**Work instruction**
An exact copy of every record below is needed, with all pictures removed.

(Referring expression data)
<<<<
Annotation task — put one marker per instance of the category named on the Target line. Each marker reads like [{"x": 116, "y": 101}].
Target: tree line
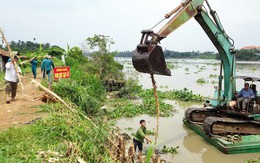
[
  {"x": 241, "y": 55},
  {"x": 25, "y": 47}
]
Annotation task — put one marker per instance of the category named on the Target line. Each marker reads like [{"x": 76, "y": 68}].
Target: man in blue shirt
[
  {"x": 43, "y": 68},
  {"x": 34, "y": 63},
  {"x": 48, "y": 64},
  {"x": 245, "y": 96}
]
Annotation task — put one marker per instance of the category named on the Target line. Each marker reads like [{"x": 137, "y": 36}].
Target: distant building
[
  {"x": 4, "y": 56},
  {"x": 251, "y": 48}
]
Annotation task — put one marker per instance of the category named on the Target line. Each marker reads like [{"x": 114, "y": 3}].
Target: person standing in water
[
  {"x": 139, "y": 138},
  {"x": 48, "y": 67},
  {"x": 43, "y": 68}
]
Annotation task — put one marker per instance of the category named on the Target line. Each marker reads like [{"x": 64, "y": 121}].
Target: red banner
[{"x": 61, "y": 72}]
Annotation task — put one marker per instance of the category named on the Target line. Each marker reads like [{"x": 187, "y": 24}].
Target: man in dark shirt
[
  {"x": 245, "y": 96},
  {"x": 139, "y": 138}
]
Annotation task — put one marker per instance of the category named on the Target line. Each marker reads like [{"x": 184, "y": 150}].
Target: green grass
[
  {"x": 2, "y": 80},
  {"x": 61, "y": 132},
  {"x": 201, "y": 81}
]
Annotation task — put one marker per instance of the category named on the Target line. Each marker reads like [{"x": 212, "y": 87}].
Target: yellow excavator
[{"x": 215, "y": 121}]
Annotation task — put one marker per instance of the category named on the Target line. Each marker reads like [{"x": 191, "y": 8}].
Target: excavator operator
[{"x": 245, "y": 96}]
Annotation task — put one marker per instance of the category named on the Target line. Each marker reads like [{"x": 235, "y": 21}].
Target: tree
[
  {"x": 103, "y": 61},
  {"x": 55, "y": 51}
]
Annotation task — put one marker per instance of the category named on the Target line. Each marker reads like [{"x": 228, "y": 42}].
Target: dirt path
[{"x": 25, "y": 108}]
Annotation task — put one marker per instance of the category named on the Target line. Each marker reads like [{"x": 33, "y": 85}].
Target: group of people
[
  {"x": 46, "y": 66},
  {"x": 12, "y": 72}
]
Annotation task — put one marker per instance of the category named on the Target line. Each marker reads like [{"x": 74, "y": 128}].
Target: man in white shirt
[{"x": 11, "y": 80}]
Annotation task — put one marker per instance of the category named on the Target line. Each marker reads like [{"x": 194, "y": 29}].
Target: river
[{"x": 172, "y": 132}]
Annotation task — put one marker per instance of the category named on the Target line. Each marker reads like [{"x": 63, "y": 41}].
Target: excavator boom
[{"x": 149, "y": 58}]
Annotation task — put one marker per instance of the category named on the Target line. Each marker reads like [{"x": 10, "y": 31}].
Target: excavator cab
[{"x": 148, "y": 57}]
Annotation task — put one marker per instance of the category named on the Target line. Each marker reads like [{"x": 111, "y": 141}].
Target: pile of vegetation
[
  {"x": 1, "y": 79},
  {"x": 182, "y": 95},
  {"x": 63, "y": 136},
  {"x": 66, "y": 136}
]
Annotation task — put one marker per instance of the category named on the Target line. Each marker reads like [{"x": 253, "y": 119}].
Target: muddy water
[
  {"x": 192, "y": 147},
  {"x": 172, "y": 132},
  {"x": 187, "y": 72}
]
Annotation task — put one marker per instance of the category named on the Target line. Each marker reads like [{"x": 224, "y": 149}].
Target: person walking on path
[
  {"x": 48, "y": 64},
  {"x": 34, "y": 64},
  {"x": 43, "y": 68},
  {"x": 139, "y": 138},
  {"x": 11, "y": 80}
]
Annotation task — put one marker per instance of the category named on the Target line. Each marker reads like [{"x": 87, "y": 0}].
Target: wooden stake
[
  {"x": 157, "y": 107},
  {"x": 12, "y": 56}
]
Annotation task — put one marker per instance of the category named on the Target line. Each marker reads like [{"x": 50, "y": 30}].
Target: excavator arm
[{"x": 149, "y": 58}]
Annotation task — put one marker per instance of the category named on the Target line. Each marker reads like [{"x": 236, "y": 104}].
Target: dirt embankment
[{"x": 25, "y": 109}]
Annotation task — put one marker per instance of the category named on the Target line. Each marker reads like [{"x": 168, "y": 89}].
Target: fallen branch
[{"x": 157, "y": 107}]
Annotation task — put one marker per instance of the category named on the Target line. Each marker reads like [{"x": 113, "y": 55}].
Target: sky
[{"x": 62, "y": 22}]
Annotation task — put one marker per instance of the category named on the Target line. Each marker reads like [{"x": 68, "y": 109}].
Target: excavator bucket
[{"x": 150, "y": 59}]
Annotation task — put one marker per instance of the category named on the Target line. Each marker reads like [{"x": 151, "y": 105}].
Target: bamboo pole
[
  {"x": 12, "y": 56},
  {"x": 157, "y": 108}
]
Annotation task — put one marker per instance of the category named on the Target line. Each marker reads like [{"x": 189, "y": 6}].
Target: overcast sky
[{"x": 71, "y": 21}]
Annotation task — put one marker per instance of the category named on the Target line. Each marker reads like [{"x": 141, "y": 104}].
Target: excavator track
[{"x": 230, "y": 126}]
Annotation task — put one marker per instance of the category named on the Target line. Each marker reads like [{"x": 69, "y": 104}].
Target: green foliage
[
  {"x": 128, "y": 109},
  {"x": 75, "y": 56},
  {"x": 201, "y": 81},
  {"x": 25, "y": 47},
  {"x": 170, "y": 150},
  {"x": 150, "y": 152},
  {"x": 105, "y": 66},
  {"x": 102, "y": 42},
  {"x": 63, "y": 132},
  {"x": 183, "y": 95},
  {"x": 85, "y": 90},
  {"x": 130, "y": 89},
  {"x": 103, "y": 62},
  {"x": 213, "y": 76},
  {"x": 55, "y": 51},
  {"x": 253, "y": 161},
  {"x": 2, "y": 80}
]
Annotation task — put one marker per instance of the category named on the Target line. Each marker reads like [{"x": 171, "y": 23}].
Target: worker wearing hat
[
  {"x": 11, "y": 79},
  {"x": 48, "y": 65},
  {"x": 34, "y": 64},
  {"x": 43, "y": 68}
]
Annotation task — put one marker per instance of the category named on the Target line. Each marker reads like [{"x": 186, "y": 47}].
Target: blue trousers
[{"x": 34, "y": 71}]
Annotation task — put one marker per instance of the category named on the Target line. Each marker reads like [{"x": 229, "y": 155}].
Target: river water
[{"x": 172, "y": 132}]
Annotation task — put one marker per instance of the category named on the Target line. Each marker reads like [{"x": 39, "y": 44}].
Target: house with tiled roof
[{"x": 4, "y": 55}]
>>>>
**Solution for this task**
Annotation task — put one marker per instance of the category named on the Target line. Each marker reads like [{"x": 116, "y": 101}].
Target: tree line
[
  {"x": 241, "y": 55},
  {"x": 25, "y": 47}
]
Annotation task — put one marker per instance of the category named on the Target line. Each marker reads like [{"x": 76, "y": 68}].
Target: man in blue shirt
[
  {"x": 43, "y": 68},
  {"x": 34, "y": 63},
  {"x": 48, "y": 64},
  {"x": 245, "y": 96}
]
Annotation task — put one marker per instance of the category named on the Target line. Each marker reads like [{"x": 137, "y": 36}].
Target: distant building
[
  {"x": 4, "y": 56},
  {"x": 251, "y": 48}
]
Annotation task — put one marker per instance of the category named on the Target line. Each marker reads like [{"x": 114, "y": 3}].
Target: person standing in water
[
  {"x": 139, "y": 138},
  {"x": 48, "y": 67},
  {"x": 43, "y": 68}
]
Annotation task — put one marker per instance of the category named on the Target line. Each marker reads like [{"x": 64, "y": 121}].
Target: red banner
[{"x": 61, "y": 72}]
Annotation task — put one marker per instance of the category named on the Target line. Each marker reads like [{"x": 187, "y": 24}].
Target: man in dark shirt
[
  {"x": 245, "y": 96},
  {"x": 139, "y": 138}
]
Annotation task — put one marker per instance of the category named on the Target line. Each marker reads like [{"x": 184, "y": 150}].
Target: green grass
[
  {"x": 2, "y": 80},
  {"x": 61, "y": 132},
  {"x": 201, "y": 81}
]
Annotation task — put one marker per instance of the category named on the Target line. Each marker reads like [{"x": 212, "y": 87}].
Target: yellow excavator
[{"x": 215, "y": 121}]
Annotation task — put one marker per instance of the category named on the Target line. Each marker reads like [{"x": 191, "y": 8}].
Target: excavator operator
[{"x": 245, "y": 96}]
Annotation task — put one marker per instance of the category named on the Target line. Each marker reads like [{"x": 235, "y": 21}].
Target: tree
[
  {"x": 103, "y": 61},
  {"x": 55, "y": 51}
]
Annotation task — put one marker per instance of the category named on the Target line. Each marker reads like [{"x": 228, "y": 42}].
Target: dirt path
[{"x": 25, "y": 108}]
Annotation task — put one marker per instance of the category named on the Target line. Each marker reads like [{"x": 33, "y": 85}].
Target: group of people
[
  {"x": 46, "y": 66},
  {"x": 12, "y": 72}
]
Annotation task — put one marker per instance of the category named on the Target line. Each marker reads like [{"x": 74, "y": 128}].
Target: man in white shirt
[{"x": 11, "y": 80}]
Annotation task — put one marker per instance of the category named on the Target line. Each marker reads like [{"x": 194, "y": 29}].
Target: river
[{"x": 172, "y": 132}]
Annotation task — put one marker per instance of the category named on the Target line. Each marker reads like [{"x": 63, "y": 41}].
Target: excavator boom
[{"x": 149, "y": 58}]
Annotation task — put one marker per instance of the category named on the Target line. Each marker reads like [{"x": 10, "y": 31}].
Target: excavator cab
[{"x": 148, "y": 57}]
Annotation task — put one marker per instance of the category named on the Target line. Each marker reads like [{"x": 111, "y": 141}].
Target: pile of vegetation
[
  {"x": 1, "y": 79},
  {"x": 182, "y": 95},
  {"x": 63, "y": 136},
  {"x": 66, "y": 136}
]
Annotation task — put one marker per instance of the category named on the Target line. Each marker reads like [{"x": 253, "y": 119}].
Target: muddy water
[
  {"x": 192, "y": 147},
  {"x": 172, "y": 132},
  {"x": 187, "y": 72}
]
Annotation task — put one marker per instance of the category named on the Target line. Each marker reads like [{"x": 224, "y": 149}].
Target: person walking on path
[
  {"x": 48, "y": 64},
  {"x": 34, "y": 64},
  {"x": 43, "y": 68},
  {"x": 139, "y": 138},
  {"x": 11, "y": 80}
]
Annotation task — put one marker per instance of the category named on the Target line. Each marker reads like [{"x": 87, "y": 0}].
Target: wooden stake
[
  {"x": 157, "y": 107},
  {"x": 12, "y": 56}
]
Annotation task — put one marker per instance of the category named on the Target line. Each marker reads like [{"x": 50, "y": 30}].
Target: excavator arm
[{"x": 149, "y": 58}]
Annotation task — put one marker per instance of the category named on the Target line. Each marker reads like [{"x": 236, "y": 104}].
Target: dirt embankment
[{"x": 25, "y": 109}]
Annotation task — put one marker per instance of the category named on the Target line. Each marker reads like [{"x": 168, "y": 89}].
Target: fallen branch
[{"x": 157, "y": 107}]
Annotation task — put one marker per instance of the category named on the Target line. Each marker reads like [{"x": 113, "y": 55}].
Target: sky
[{"x": 62, "y": 22}]
Annotation task — put one marker per instance of the category named on the Target line. Each marker reads like [{"x": 68, "y": 109}].
Target: excavator bucket
[{"x": 150, "y": 59}]
Annotation task — put one marker per instance of the category named on the Target line. Each marker reads like [{"x": 151, "y": 105}].
Target: bamboo pole
[
  {"x": 12, "y": 56},
  {"x": 157, "y": 108}
]
Annotation task — put one marker per instance of the category named on the Target line. Each marker reads like [{"x": 189, "y": 6}].
Target: overcast sky
[{"x": 71, "y": 21}]
Annotation task — put one marker per instance of the category named on the Target line. Each marker reads like [{"x": 141, "y": 104}].
Target: excavator track
[{"x": 230, "y": 126}]
Annotation task — put one marker per instance of the category named on the Target line. Each marker reads like [{"x": 69, "y": 104}].
Target: green foliage
[
  {"x": 128, "y": 109},
  {"x": 75, "y": 56},
  {"x": 201, "y": 81},
  {"x": 25, "y": 47},
  {"x": 170, "y": 150},
  {"x": 150, "y": 152},
  {"x": 105, "y": 66},
  {"x": 102, "y": 42},
  {"x": 63, "y": 132},
  {"x": 183, "y": 95},
  {"x": 85, "y": 90},
  {"x": 130, "y": 89},
  {"x": 103, "y": 62},
  {"x": 213, "y": 76},
  {"x": 55, "y": 51},
  {"x": 253, "y": 161},
  {"x": 2, "y": 80}
]
Annotation task — put one marker per instance of the category named on the Target line. Each marker reads like [{"x": 171, "y": 23}].
Target: worker wearing hat
[
  {"x": 11, "y": 79},
  {"x": 48, "y": 65},
  {"x": 34, "y": 64},
  {"x": 43, "y": 68}
]
Annotation task — put one marker per instance of the category named on the Target line. Each marker reads like [{"x": 186, "y": 47}].
Target: blue trousers
[{"x": 34, "y": 71}]
Annotation task — put one marker per instance of the category named on the Target line. Each marker reads like [{"x": 229, "y": 155}].
Target: river water
[{"x": 172, "y": 132}]
Annotation task — put one marker per instance of the category named on the Target line. Each marker reads like [{"x": 39, "y": 44}].
Target: house with tiled roof
[{"x": 4, "y": 55}]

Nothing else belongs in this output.